Copy out the album page below, starting at "Nitty Gritty Dirt Band chronology" and ending at "US singles chart.", and put "Envy" wherever "Jealousy" appears.
======== Page
Studio album by Nitty Gritty Dirt Band
- Released: 1981
- Genre: Country; country rock; folk rock; bluegrass;
- Label: Liberty
- Producer: Jeff Hanna, Bob Edwards

Nitty Gritty Dirt Band chronology
| Make a Little Magic (1980) | Jealousy (1981) | Let's Go (1983) |

= Jealousy (Dirt Band album) =

Jealousy is an album released in 1981 by the Dirt Band (a.k.a. Nitty Gritty Dirt Band). It reached #102 on the US album charts. The single "Fire in the Sky" reached #76 on the US singles chart.
================
======== Dataset extract
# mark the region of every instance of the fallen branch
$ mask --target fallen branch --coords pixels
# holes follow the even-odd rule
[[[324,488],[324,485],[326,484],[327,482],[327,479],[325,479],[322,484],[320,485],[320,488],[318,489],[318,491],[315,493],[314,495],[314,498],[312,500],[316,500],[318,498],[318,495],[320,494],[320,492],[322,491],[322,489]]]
================
• [Final answer]:
Nitty Gritty Dirt Band chronology
| Make a Little Magic (1980) | Envy (1981) | Let's Go (1983) |

= Envy (Dirt Band album) =

Envy is an album released in 1981 by the Dirt Band (a.k.a. Nitty Gritty Dirt Band). It reached #102 on the US album charts. The single "Fire in the Sky" reached #76 on the US singles chart.